• [JOB]: Continue the essay on hard-to-open product packaging from the point where it ends.

• [SELECTED EXCERPT]:
* start *

Buying Something is Easy, OPENING it is the Real Problem!

Anne Bowen
On a recent visit to a friend's home, I brought Starbucks treats - Vanilla Bean frappes and small packages of butter cookies for each of us. We sipped our drinks and saved the cookies for later. When I phoned the next day to ask her how she had liked the cookies, she admitted that she hadn't tasted them yet because she hadn't been able to open the package yet! I knew what she meant because I had been forced to scissor my own way into the elusive sweets. It's not just my friend and I who are having problems - most people nowadays are trapped right along with us in that place where hope is all but abandoned, an inferno more terrible than Dante himself could have imagined ... Packaging Hell.

Packaging Hell has been fertile ground for stand-up comics. Dennis Miller once said that a new DVD had kept him busy for a couple hours - just breaking its seal getting it and out of its box! Ellen DeGeneres has her own excruciating routine about opening hard-to-get merchandise but Packaging Hell originated because of a serious situation.

* end *

• [DATASET CONTENT]:
* start *

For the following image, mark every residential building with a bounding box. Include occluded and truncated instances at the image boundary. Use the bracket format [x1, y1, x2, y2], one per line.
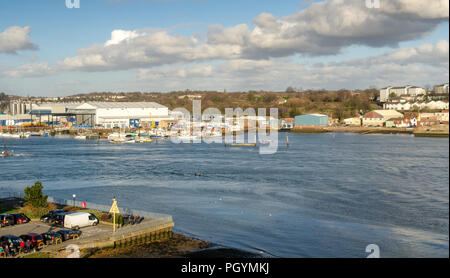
[344, 117, 361, 126]
[434, 83, 448, 95]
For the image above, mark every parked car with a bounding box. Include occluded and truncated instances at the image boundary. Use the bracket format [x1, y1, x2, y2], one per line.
[57, 229, 81, 241]
[0, 213, 14, 227]
[64, 212, 98, 230]
[20, 233, 44, 249]
[41, 232, 63, 245]
[0, 235, 25, 252]
[41, 209, 65, 223]
[11, 213, 30, 225]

* end *

• [ANSWER]:
In the old days, packages and jars weren't properly secured on store shelves. A person could open a jar, stick a finger in the contents, lick the stuff off and - if it failed to meet the discriminating taste test - the would-be shopper could simply reclose and replace the jar back on the shelf. Nobody would be the wiser. I know that people sometimes did this because once I witnessed it. For health reasons alone, this was cause for concern and so somebody came up with a great inspiration.

The Bubble-Top Jar Lid

When this metal lid is unscrewed, its center bubbles up as a warning to potential customers that the product's integrity has been breached. For the consumer, this was packaging perfection - still easy to open but providing a warning if the product had been tampered with - but merchants began to get stuck with bubbled-up products that nobody wanted to buy, so a plastic strip was added as an additional seal. Such security measures were effective yet manageable until the terrible Tylenol murders of 1982 when seven innocent people died, presumably because somebody had laced bottles of Tylenol with cyanide after the merchandise had reached the stores. Johnson & Johnson bore the brunt of bad publicity and massive recalls and other manufacturers noticed. That's when realistic caution was replaced with mindless paranoia and hysterical over-wrapping. Such overkill is understandable and not without its redeeming points but products have become so hard to open that some of us have reached the fine line between not wanting to be poisoned and "I'll Take My Chances."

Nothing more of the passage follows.